[Recorded data]
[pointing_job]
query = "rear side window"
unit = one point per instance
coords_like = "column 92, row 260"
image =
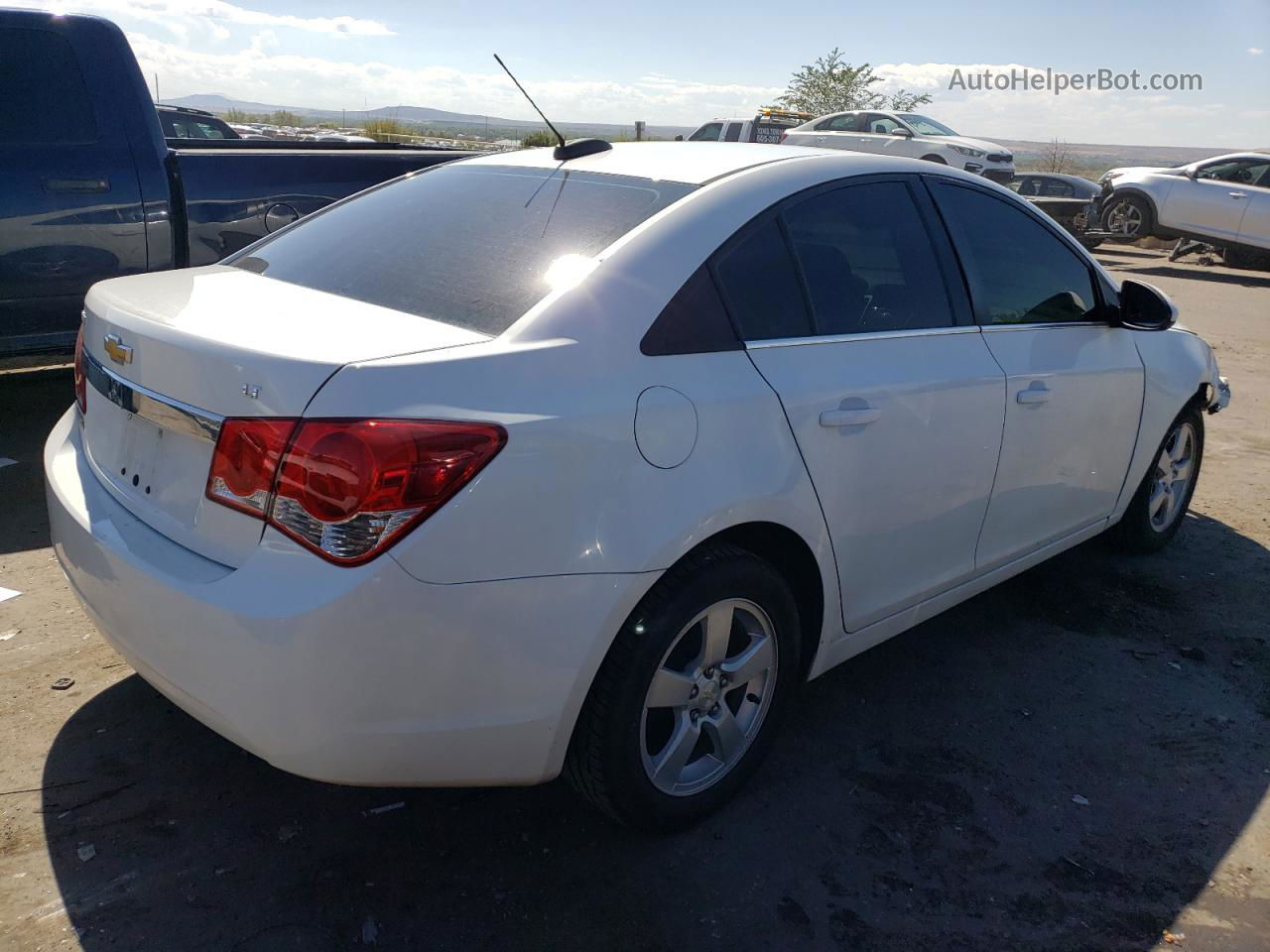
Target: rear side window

* [EXERCISE DIRECTIONS] Reproduce the material above line for line, without changing any wording. Leave the picture out of your copy.

* [RESPONSE FOR THIS EXERCISE]
[pointing_job]
query = "rear side window"
unit = one point per instance
coords_like = "column 92, row 260"
image =
Target: rear side window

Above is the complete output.